THE TASK → Please pick out every line in the listing below that contains the word "leaf" and copy each one.

EXERCISE INPUT →
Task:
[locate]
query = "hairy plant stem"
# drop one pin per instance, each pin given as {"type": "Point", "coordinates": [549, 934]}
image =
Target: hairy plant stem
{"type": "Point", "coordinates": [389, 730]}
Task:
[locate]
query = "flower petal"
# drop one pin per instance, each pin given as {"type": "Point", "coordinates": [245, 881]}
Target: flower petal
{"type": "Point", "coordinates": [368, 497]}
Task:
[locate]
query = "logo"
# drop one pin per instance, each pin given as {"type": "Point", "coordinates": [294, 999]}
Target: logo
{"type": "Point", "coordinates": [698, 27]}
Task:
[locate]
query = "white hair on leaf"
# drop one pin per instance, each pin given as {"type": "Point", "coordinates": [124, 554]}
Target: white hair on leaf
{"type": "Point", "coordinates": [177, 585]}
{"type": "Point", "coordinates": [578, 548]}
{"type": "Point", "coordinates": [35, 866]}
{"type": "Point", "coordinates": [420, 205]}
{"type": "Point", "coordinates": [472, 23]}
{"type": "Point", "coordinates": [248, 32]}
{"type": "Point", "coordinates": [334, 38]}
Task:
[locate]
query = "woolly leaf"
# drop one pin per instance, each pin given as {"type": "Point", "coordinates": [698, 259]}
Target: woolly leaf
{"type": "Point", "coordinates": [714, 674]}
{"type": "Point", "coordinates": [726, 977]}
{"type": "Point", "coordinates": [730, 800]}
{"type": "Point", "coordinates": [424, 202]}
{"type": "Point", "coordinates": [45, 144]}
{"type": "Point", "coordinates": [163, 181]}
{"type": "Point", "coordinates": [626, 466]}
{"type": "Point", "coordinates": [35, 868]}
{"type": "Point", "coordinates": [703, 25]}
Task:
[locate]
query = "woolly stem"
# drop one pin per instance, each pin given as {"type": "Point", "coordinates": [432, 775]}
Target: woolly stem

OUTPUT FOR THIS EXERCISE →
query = "white hair on leaf"
Target: white hair on leaf
query = "woolly leaf"
Target: woolly leaf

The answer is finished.